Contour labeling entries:
####

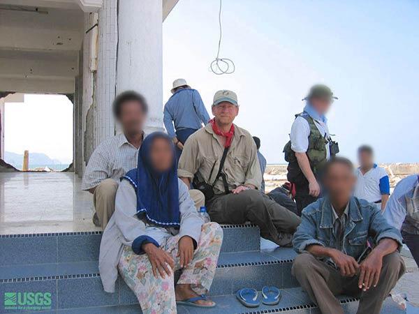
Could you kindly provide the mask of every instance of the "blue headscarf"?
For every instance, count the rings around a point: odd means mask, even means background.
[[[163,172],[153,168],[151,149],[155,139],[163,138],[173,152],[172,167]],[[128,180],[137,194],[137,216],[161,227],[180,226],[177,163],[175,146],[169,136],[163,132],[148,135],[138,152],[138,163],[122,177]]]
[[[308,101],[304,107],[304,112],[307,112],[309,116],[310,116],[314,120],[321,121],[325,124],[328,122],[326,117],[324,114],[319,114],[318,112],[317,112],[317,111],[316,111],[316,110],[313,107],[311,104]]]

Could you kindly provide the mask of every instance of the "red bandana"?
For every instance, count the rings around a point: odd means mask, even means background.
[[[230,147],[230,145],[231,145],[231,141],[233,140],[233,136],[234,135],[234,124],[231,125],[231,128],[230,128],[230,130],[228,132],[222,132],[219,130],[218,126],[216,126],[214,119],[210,120],[210,123],[211,124],[211,126],[212,126],[212,130],[215,134],[226,137],[226,144],[224,144],[224,147]]]

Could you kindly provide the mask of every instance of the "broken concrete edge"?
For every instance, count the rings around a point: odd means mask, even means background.
[[[20,172],[20,170],[16,169],[10,163],[7,163],[2,158],[0,158],[0,172]]]

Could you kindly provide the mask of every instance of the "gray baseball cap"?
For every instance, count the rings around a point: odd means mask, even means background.
[[[214,95],[214,101],[212,102],[212,105],[216,106],[219,103],[223,101],[228,101],[228,103],[236,106],[239,105],[237,103],[237,96],[234,91],[228,91],[227,89],[222,89],[215,93],[215,95]]]
[[[328,98],[330,100],[337,99],[337,97],[333,96],[332,90],[323,84],[317,84],[313,85],[310,89],[308,95],[302,98],[303,100],[307,100],[312,97],[319,98]]]

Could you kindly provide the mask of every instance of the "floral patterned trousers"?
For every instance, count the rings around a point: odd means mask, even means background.
[[[168,238],[161,248],[175,260],[175,270],[180,269],[177,255],[179,236]],[[177,284],[191,284],[198,294],[206,294],[215,274],[216,262],[223,241],[223,230],[216,223],[203,225],[199,243],[192,260],[182,269]],[[162,278],[154,277],[146,254],[137,255],[126,246],[118,264],[119,274],[134,292],[144,314],[176,313],[173,273]]]

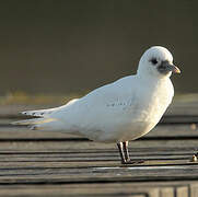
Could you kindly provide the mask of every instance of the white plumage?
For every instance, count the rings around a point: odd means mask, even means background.
[[[136,76],[101,86],[57,108],[24,112],[39,118],[14,124],[82,135],[102,142],[135,140],[149,132],[171,104],[172,71],[179,72],[171,53],[164,47],[151,47],[142,55]]]

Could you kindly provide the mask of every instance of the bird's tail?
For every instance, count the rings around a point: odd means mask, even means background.
[[[20,121],[13,121],[11,124],[28,126],[33,130],[54,130],[54,126],[57,125],[57,123],[58,121],[56,119],[48,117],[48,118],[25,119]]]

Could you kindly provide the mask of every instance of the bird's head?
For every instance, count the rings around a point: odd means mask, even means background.
[[[153,46],[144,51],[139,62],[138,74],[168,78],[172,72],[180,73],[180,70],[173,65],[173,56],[166,48]]]

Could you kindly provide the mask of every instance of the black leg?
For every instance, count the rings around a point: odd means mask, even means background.
[[[121,163],[126,163],[126,160],[125,160],[125,153],[124,153],[124,144],[123,142],[119,142],[117,143],[117,147],[119,149],[119,154],[120,154],[120,158],[121,158]]]
[[[128,141],[117,143],[123,164],[139,164],[143,163],[143,160],[130,160],[129,151],[128,151]]]

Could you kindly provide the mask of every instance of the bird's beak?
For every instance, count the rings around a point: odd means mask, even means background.
[[[170,61],[162,61],[162,63],[159,66],[158,69],[161,73],[166,73],[170,71],[172,71],[174,73],[180,73],[180,70],[178,69],[178,67],[174,66]]]
[[[170,71],[174,72],[174,73],[180,73],[179,68],[176,67],[175,65],[168,63],[168,65],[167,65],[167,69],[168,69]]]

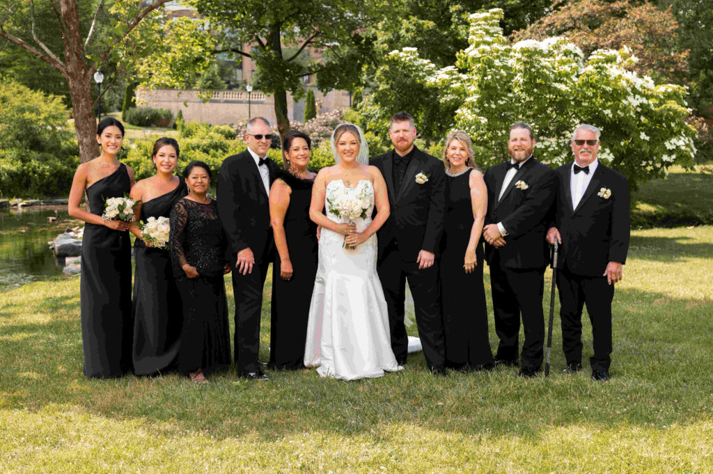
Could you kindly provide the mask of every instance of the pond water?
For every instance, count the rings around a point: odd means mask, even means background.
[[[57,222],[49,223],[47,217],[55,215]],[[47,242],[82,224],[68,216],[66,206],[0,210],[0,292],[61,274],[63,265]]]

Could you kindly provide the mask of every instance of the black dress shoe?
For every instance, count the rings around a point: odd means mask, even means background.
[[[604,382],[606,381],[608,376],[607,371],[592,371],[592,380]]]
[[[262,371],[257,371],[257,372],[248,372],[245,373],[241,377],[247,378],[247,380],[270,380],[270,376],[267,373],[263,373]]]
[[[537,376],[537,373],[540,371],[539,369],[533,369],[532,367],[523,367],[520,369],[520,372],[518,373],[518,377],[522,377],[523,378],[534,378]]]
[[[496,367],[517,367],[518,359],[496,359],[493,361]]]
[[[581,362],[570,362],[565,367],[565,370],[562,371],[565,373],[576,373],[582,370],[582,363]]]

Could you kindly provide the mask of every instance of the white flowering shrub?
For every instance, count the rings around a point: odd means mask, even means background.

####

**What the task asks:** Restate word for word, please, the line containing "the bird's beak?" and all lines after it through the end of the material; the pictures do not belong in the copy.

**Full output:**
Could you kindly provide the mask of every instance of the bird's beak?
For every instance, count the rings around a point: odd means mask, even means background.
[[[170,61],[162,61],[162,63],[159,66],[158,69],[161,73],[166,73],[170,71],[172,71],[174,73],[180,73],[180,70],[178,69],[178,67],[174,66]]]
[[[170,71],[174,72],[174,73],[180,73],[179,68],[176,67],[175,65],[168,63],[168,65],[167,65],[167,69],[168,69]]]

Could you kindly provide the mask of every instance of the pond water?
For every instance, count the rings around a point: odd means mask, even means background.
[[[57,222],[49,223],[47,217],[55,215]],[[47,242],[82,224],[68,216],[66,206],[0,210],[0,292],[61,274],[63,265]]]

Could you kindly provide the mask of every instance of the black dress shoe?
For every instance, count the rings around a point: odd means mask, even means background.
[[[604,382],[606,381],[608,376],[607,371],[592,371],[592,380]]]
[[[262,371],[257,371],[257,372],[248,372],[245,373],[241,377],[247,378],[247,380],[270,380],[270,376],[267,373],[263,373]]]
[[[537,376],[537,373],[540,371],[539,369],[533,369],[532,367],[523,367],[520,369],[520,372],[518,373],[518,377],[522,377],[523,378],[534,378]]]
[[[496,367],[517,367],[518,359],[496,359],[493,361]]]
[[[581,362],[570,362],[565,367],[565,370],[562,371],[565,373],[576,373],[582,370],[582,363]]]

Could you kindly provide the mask of every instance of the white flowering shrub?
For every instance, count the rings around a point: odd means mask, even means background.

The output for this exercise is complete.